Data records:
■ ■ ■ ■ ■ ■ ■
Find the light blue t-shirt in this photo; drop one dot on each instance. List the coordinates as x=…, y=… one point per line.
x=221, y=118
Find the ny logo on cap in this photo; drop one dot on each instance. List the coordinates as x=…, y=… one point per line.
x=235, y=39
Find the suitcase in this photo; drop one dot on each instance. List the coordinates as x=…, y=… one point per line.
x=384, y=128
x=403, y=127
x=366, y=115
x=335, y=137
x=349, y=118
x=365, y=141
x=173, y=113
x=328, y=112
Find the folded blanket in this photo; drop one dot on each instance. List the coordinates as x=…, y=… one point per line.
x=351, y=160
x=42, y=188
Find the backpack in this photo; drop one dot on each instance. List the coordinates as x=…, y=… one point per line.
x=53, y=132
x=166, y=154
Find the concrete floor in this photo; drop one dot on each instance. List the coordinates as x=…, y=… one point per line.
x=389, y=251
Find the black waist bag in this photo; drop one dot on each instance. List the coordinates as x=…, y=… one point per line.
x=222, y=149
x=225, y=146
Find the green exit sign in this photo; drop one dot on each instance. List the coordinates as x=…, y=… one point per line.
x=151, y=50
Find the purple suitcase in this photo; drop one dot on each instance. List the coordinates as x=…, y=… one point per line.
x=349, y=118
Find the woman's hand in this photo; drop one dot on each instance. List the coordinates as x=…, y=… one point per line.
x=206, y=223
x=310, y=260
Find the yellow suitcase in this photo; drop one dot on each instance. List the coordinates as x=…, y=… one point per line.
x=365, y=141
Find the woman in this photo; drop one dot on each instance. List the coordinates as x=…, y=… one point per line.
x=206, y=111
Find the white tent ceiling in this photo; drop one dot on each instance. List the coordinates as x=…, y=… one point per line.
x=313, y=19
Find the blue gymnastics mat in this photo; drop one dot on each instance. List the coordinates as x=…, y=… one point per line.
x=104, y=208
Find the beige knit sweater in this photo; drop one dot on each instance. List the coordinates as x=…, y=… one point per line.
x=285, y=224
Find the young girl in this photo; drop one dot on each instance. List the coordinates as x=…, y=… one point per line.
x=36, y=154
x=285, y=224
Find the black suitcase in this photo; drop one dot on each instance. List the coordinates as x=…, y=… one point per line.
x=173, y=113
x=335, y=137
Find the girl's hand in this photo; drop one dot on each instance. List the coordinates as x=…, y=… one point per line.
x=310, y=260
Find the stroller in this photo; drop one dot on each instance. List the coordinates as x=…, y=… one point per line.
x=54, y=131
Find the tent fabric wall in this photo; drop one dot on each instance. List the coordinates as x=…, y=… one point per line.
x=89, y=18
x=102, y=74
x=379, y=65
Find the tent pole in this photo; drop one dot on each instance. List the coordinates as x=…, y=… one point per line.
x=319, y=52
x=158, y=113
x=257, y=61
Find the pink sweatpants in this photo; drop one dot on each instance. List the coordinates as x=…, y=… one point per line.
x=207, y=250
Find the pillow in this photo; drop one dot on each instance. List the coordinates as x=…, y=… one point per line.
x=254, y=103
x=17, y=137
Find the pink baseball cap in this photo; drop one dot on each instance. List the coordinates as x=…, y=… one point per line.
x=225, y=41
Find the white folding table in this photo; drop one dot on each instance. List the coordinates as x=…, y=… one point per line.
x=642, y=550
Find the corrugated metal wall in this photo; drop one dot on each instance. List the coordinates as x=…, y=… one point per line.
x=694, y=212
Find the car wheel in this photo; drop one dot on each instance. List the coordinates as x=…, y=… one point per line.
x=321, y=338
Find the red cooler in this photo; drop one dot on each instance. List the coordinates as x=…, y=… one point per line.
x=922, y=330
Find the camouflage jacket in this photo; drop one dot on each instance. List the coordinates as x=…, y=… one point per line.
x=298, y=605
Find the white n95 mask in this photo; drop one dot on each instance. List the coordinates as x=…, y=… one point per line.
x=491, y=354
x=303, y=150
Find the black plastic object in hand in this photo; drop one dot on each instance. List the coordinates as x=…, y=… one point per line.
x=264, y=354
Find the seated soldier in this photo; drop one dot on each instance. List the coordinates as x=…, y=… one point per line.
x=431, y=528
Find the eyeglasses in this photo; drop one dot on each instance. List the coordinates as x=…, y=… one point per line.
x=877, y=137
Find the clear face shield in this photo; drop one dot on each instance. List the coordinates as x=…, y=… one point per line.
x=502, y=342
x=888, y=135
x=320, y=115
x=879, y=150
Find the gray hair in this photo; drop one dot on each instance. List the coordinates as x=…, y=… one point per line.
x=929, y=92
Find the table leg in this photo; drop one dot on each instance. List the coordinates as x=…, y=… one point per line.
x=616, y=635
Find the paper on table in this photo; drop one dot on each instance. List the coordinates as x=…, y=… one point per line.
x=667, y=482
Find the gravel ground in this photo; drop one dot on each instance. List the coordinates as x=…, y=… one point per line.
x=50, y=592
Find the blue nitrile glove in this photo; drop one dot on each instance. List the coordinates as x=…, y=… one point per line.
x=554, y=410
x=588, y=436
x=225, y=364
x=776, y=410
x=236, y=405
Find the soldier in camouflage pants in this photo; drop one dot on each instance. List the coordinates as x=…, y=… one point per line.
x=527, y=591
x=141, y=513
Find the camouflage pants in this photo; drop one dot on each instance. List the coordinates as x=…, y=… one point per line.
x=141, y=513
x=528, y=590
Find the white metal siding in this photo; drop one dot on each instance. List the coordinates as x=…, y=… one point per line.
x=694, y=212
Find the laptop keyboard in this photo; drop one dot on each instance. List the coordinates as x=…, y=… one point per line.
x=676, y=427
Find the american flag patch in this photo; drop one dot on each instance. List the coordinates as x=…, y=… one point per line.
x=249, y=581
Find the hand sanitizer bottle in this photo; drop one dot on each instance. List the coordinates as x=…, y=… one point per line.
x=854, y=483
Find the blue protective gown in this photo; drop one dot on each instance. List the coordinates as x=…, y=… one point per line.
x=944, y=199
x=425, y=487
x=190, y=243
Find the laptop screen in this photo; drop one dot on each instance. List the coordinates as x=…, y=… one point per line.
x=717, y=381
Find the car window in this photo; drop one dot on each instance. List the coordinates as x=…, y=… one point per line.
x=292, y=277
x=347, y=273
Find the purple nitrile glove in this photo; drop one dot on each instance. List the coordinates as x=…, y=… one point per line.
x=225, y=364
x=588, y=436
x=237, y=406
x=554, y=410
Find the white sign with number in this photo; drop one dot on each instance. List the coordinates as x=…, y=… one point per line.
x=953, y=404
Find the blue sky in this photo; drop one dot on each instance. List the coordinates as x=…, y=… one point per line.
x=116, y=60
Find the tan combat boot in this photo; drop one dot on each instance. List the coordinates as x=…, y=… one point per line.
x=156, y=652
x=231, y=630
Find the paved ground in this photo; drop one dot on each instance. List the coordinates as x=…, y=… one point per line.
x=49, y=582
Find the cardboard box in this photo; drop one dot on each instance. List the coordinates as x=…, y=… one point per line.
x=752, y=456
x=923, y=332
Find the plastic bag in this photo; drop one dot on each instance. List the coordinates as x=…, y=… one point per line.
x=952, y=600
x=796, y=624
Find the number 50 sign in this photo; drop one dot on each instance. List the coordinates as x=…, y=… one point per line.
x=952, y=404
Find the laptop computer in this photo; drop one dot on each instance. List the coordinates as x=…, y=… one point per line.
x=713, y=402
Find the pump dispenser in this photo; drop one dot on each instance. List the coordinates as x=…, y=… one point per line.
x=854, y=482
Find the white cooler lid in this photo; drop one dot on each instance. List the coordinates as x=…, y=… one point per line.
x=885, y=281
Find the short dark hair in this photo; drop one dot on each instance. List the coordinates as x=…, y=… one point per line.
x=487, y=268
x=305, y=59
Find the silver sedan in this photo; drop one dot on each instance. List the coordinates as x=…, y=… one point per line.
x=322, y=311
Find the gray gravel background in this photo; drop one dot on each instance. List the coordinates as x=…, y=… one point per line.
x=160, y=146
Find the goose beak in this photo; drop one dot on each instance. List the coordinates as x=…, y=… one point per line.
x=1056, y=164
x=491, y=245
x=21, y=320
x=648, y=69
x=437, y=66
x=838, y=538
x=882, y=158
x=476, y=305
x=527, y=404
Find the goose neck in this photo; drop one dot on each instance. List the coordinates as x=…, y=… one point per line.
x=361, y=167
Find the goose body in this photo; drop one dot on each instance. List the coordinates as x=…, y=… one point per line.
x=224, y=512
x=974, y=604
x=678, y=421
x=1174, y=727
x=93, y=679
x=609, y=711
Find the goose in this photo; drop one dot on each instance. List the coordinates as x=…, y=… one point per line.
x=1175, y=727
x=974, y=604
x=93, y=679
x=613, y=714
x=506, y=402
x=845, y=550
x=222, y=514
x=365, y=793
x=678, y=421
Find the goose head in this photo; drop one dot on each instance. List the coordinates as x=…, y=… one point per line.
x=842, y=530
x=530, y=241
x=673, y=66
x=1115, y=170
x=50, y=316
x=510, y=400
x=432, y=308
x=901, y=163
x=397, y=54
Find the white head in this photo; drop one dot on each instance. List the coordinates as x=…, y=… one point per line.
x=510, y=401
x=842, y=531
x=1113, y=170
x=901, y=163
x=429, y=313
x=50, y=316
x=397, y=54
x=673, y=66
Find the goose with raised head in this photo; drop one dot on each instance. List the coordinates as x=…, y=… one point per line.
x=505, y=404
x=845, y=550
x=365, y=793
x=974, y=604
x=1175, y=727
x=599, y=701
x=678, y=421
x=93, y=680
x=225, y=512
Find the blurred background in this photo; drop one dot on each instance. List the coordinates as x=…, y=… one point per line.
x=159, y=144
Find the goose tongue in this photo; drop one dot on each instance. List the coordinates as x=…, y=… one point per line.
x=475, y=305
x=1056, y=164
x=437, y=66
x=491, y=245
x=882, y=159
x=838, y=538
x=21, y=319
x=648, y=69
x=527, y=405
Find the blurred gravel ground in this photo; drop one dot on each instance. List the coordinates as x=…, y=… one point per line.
■ ■ ■ ■ ■ ■ ■
> **Required action**:
Begin with the line that contains "Find the goose in" and set down each line exactly until the records above end, including the final line.

> **Completed task**:
Find the goose in this photo; drop one dot on each instance. List the coordinates as x=…, y=… one point per line.
x=1175, y=727
x=974, y=604
x=93, y=679
x=613, y=714
x=506, y=402
x=845, y=550
x=222, y=514
x=365, y=793
x=678, y=421
Find the goose head in this photo; drop one dot on each instance. List the coordinates as x=…, y=… one point per line.
x=842, y=530
x=530, y=241
x=673, y=66
x=1115, y=170
x=50, y=316
x=510, y=400
x=432, y=308
x=901, y=163
x=397, y=54
Find the white head in this photo; drop one dot on each instance. List the coordinates as x=…, y=… one point per line.
x=510, y=401
x=842, y=531
x=1113, y=170
x=901, y=163
x=429, y=313
x=50, y=316
x=397, y=54
x=673, y=66
Find the goose with raised head in this photo; drop one dot on each instance. List the coordinates as x=…, y=… one point per line.
x=505, y=404
x=845, y=550
x=365, y=793
x=974, y=604
x=1175, y=727
x=599, y=701
x=678, y=421
x=93, y=680
x=225, y=512
Find the blurred background in this photo; drop one dot on each instance. List the coordinates as x=…, y=… one point per line.
x=159, y=144
Find the goose tongue in this photo; drop one dot on each instance. List the coordinates as x=…, y=… one point per line.
x=475, y=305
x=1056, y=164
x=437, y=66
x=491, y=245
x=882, y=159
x=838, y=538
x=21, y=319
x=648, y=69
x=527, y=405
Find the blurred gravel ground in this photo; drop one dot on each instance. List the coordinates as x=…, y=… one point per line.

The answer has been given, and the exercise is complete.